[Stored data]
= = = =

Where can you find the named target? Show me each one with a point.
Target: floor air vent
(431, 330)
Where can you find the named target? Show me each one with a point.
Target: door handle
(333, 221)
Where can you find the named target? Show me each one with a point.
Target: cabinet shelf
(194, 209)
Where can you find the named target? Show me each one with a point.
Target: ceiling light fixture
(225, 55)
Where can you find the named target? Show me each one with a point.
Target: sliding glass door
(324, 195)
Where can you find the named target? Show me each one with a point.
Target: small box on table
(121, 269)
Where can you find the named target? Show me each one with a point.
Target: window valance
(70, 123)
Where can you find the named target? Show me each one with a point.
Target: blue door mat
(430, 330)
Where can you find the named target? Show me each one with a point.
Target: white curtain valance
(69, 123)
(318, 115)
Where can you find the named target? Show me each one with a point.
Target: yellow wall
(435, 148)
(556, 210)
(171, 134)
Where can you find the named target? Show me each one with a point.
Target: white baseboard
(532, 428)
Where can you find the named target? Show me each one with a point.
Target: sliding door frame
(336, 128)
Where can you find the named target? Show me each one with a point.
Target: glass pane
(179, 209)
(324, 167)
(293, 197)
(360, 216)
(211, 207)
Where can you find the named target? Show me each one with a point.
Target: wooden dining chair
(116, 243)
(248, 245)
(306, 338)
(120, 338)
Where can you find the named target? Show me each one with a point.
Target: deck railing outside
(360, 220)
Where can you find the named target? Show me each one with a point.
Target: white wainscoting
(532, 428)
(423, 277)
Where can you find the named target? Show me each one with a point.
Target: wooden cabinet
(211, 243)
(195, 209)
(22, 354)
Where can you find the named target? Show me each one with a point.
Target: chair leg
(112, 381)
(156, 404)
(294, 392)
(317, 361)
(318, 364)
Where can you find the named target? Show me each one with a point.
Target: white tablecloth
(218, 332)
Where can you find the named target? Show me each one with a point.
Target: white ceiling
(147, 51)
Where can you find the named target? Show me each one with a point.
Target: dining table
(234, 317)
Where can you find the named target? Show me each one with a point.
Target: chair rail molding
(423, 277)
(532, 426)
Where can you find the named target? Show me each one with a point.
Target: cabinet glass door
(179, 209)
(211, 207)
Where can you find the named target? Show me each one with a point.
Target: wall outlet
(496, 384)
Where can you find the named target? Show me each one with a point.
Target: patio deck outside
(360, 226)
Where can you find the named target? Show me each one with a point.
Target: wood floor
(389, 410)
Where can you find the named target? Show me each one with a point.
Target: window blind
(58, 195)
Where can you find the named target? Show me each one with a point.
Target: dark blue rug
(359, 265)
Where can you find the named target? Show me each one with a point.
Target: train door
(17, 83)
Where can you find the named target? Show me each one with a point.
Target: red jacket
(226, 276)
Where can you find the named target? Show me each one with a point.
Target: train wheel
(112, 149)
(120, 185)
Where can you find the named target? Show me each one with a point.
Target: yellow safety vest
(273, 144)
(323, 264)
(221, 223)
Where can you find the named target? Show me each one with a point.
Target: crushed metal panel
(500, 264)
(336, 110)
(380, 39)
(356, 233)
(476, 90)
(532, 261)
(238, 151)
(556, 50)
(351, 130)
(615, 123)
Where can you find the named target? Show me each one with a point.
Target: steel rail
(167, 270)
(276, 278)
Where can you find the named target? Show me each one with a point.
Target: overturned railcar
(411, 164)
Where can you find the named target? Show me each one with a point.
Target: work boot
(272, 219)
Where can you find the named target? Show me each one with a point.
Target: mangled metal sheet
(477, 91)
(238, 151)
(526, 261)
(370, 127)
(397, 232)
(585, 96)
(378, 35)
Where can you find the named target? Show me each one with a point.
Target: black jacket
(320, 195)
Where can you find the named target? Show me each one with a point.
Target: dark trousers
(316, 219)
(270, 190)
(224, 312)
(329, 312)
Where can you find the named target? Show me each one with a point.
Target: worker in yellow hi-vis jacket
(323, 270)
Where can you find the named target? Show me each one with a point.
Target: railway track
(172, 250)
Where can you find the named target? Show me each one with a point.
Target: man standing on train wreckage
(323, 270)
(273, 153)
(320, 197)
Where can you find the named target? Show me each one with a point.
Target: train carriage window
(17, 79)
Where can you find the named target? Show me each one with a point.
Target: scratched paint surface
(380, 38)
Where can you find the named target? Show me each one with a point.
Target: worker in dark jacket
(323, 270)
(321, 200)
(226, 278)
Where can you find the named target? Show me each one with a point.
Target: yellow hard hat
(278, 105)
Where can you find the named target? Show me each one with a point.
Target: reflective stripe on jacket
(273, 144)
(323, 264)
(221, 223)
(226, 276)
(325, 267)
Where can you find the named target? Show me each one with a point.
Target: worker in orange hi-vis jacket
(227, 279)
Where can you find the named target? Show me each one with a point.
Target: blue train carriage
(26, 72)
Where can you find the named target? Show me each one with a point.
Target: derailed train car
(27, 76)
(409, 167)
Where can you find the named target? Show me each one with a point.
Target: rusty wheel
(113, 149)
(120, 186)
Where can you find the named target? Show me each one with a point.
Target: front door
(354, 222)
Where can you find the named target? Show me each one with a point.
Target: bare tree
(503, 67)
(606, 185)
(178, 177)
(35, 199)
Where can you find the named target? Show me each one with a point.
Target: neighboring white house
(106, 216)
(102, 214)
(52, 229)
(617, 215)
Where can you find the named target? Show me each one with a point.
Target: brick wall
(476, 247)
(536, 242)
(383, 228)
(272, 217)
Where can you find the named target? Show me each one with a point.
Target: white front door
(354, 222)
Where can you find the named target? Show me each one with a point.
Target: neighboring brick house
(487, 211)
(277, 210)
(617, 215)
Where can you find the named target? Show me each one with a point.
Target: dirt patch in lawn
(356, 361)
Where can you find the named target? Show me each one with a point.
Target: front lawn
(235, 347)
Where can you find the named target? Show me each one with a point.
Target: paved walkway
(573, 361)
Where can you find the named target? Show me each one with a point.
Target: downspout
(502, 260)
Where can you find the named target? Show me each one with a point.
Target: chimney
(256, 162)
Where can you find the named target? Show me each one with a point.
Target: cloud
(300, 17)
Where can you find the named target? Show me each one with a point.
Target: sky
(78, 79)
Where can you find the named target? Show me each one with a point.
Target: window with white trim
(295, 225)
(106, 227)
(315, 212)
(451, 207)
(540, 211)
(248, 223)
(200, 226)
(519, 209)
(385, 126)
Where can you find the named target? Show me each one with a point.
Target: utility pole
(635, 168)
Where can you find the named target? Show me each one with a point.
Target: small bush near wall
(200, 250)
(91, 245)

= = = =

Reproduce the data in full, exactly.

Where can you find the named target? Show me each one with a point.
Target: floor air vent
(431, 330)
Where can you find the named target? Show me each one with a point.
Target: door handle
(333, 221)
Where can you find the named target? Show me each one with a point.
Target: cabinet shelf
(194, 209)
Where can you find the named target? Show me each one with a point.
Target: ceiling light fixture
(225, 55)
Where can you find the named target? Show me each one with a point.
Target: sliding glass door
(324, 195)
Where can you find the named target? Show me each one with a point.
Target: small box on table
(121, 269)
Where can you find the named target? Show me each one with a point.
Target: window valance
(70, 123)
Where can you find the named target? Show me each one with a point.
Target: blue door mat
(430, 330)
Where can you find the named target? Show me each one with a point.
Target: white curtain valance
(69, 123)
(318, 115)
Where can you find the named target? Show me each one with a point.
Target: yellow wall
(435, 148)
(556, 210)
(171, 134)
Where can you find the named target? Show me each one with a point.
Target: white baseboard
(532, 428)
Where can you find the named target? Show me each one with a point.
Target: sliding door frame
(336, 128)
Where can you find the named target? Show me each one with a point.
Target: glass pane
(179, 209)
(324, 167)
(293, 197)
(360, 216)
(211, 207)
Where can you find the named target? Show me each one with a point.
Target: wooden dining chair
(116, 243)
(248, 245)
(306, 338)
(120, 338)
Where can you find the named target? Show me each one with a point.
Target: deck railing outside
(360, 220)
Where can you find the named target? Show me each one with a point.
Target: white wainscoting
(532, 428)
(423, 277)
Where can you find the named target? Show me each one with a point.
Target: wooden cabinet
(211, 243)
(195, 209)
(22, 354)
Where can you find the named target? Show me each one with a point.
Target: chair leg
(112, 381)
(156, 404)
(294, 392)
(317, 361)
(318, 364)
Where can you find the named target? Show me each one with a point.
Target: white tablecloth
(218, 332)
Where can you find the named target? Show me each one with a point.
Target: white ceiling
(147, 51)
Where can you find the named target? Show me each one with a point.
Target: dining table
(234, 317)
Where can you find the named target? Show me each one with a point.
Target: chair rail molding
(423, 277)
(532, 426)
Where can you find the named target? Show me each one with a point.
Target: cabinet glass door
(179, 209)
(211, 207)
Where can you find the named target? Show me each one with a point.
Target: wall outlet
(496, 384)
Where can you find the named target? Show me each one with a point.
Target: patio deck outside
(360, 226)
Where can you find the named target? Show me each one with a point.
Target: wood floor
(389, 410)
Where can you find the named target? Show me each one with a point.
Target: window blind
(58, 195)
Where can you find the named target? Show me each one with a point.
Target: dark blue rug
(359, 265)
Where can you find the named target? Show me each one with a point.
Target: train door
(17, 83)
Where can you find the named target? Show me each one with a point.
Target: red jacket
(226, 276)
Where can you find the named target? Show me each one with a point.
Target: train wheel
(112, 149)
(120, 185)
Where can you find the named target? Show me each one with a point.
Target: yellow safety vest
(273, 144)
(323, 264)
(221, 223)
Where can you find the named target? Show me each one with a point.
Target: crushed metal panel
(500, 264)
(336, 110)
(380, 39)
(356, 233)
(476, 90)
(532, 261)
(238, 151)
(556, 50)
(351, 130)
(615, 123)
Where can you find the named target? Show me each one with a point.
Target: steel rail
(167, 270)
(276, 278)
Where can you find the named target? Show me each one with a point.
Target: overturned railcar
(411, 164)
Where can you find the named target? Show me each one with a point.
Target: work boot
(272, 219)
Where can you find the named target? Show me each one with a point.
Target: mangled metal sheet
(477, 91)
(238, 151)
(526, 261)
(370, 127)
(397, 232)
(585, 96)
(378, 35)
Where can you find the named target? Show me each one with a point.
Target: black jacket
(320, 195)
Where can you find the named target? Show me each one with a point.
Target: dark trousers
(316, 219)
(270, 190)
(224, 312)
(329, 312)
Where can you find the named target? Show me each one with a point.
Target: worker in yellow hi-vis jacket
(323, 270)
Where can you find the named target? Show me each one with a point.
Target: railway track
(172, 250)
Where can you find the named target? Show me each one with a point.
Target: man standing on train wreckage
(323, 270)
(273, 153)
(320, 197)
Where can you find the named target? Show me each one with a point.
Target: train carriage window
(17, 79)
Where can you find the named target? Show me each one with a point.
Target: scratched paint surface
(380, 38)
Where can you find the named target? Show me each one with a point.
Target: worker in dark jacket
(323, 270)
(321, 200)
(226, 278)
Where can you find the named target? Show me each one with a point.
Target: yellow hard hat
(278, 105)
Where can you find the named target? Show me each one with a point.
Target: reflective stripe on jacket
(273, 144)
(323, 264)
(221, 223)
(226, 276)
(325, 267)
Where can you find the named target? Show me each one with a point.
Target: worker in orange hi-vis jacket
(227, 279)
Where can you find the named target? Show me each one with a point.
Target: blue train carriage
(26, 72)
Where can you find the named target? Show me each one with a point.
Target: derailed train car
(27, 76)
(409, 167)
Where can you find the named target? Show me each one with a point.
Target: rusty wheel
(113, 149)
(120, 186)
Where can you find the named target? Show me each one with a point.
Target: front door
(354, 222)
Where can you find the named target? Show me each one with a point.
Target: bare tree
(503, 67)
(606, 185)
(178, 177)
(35, 199)
Where can you find the named target? Show me each one with a point.
Target: neighboring white house
(106, 216)
(102, 214)
(52, 229)
(617, 215)
Where can you find the named target? Show me each one with a point.
Target: brick wall
(476, 247)
(536, 242)
(383, 228)
(272, 217)
Where can you find the named target? Show me each one with a point.
Target: white front door
(354, 222)
Where can you find the named target? Show me each one with a point.
Target: neighboring brick house
(487, 211)
(277, 210)
(617, 215)
Where can you find the named target? Show me each one with a point.
Target: dirt patch in lawn
(356, 361)
Where can you find the named target? Show me each one with a point.
Target: front lawn
(235, 347)
Where can you find the named target? Show me each one with a point.
Target: paved walkway
(573, 361)
Where can you find the named target? Show me each one with a point.
Target: downspout
(502, 260)
Where can you find the named target? Show me each one with a point.
Target: chimney
(256, 162)
Where can you find the named target? Show me each one with a point.
Target: cloud
(300, 17)
Where can you find the named target? Show me each one with a point.
Target: sky
(78, 79)
Where can you find the named target? Show me each one with a point.
Target: window with white trim
(295, 225)
(106, 227)
(315, 212)
(451, 207)
(540, 211)
(248, 223)
(200, 226)
(519, 209)
(385, 126)
Where can you find the named target? Show me each one with a point.
Target: utility pole
(635, 168)
Where can you find the named target? Show me each one with a point.
Target: small bush near wall
(200, 250)
(91, 245)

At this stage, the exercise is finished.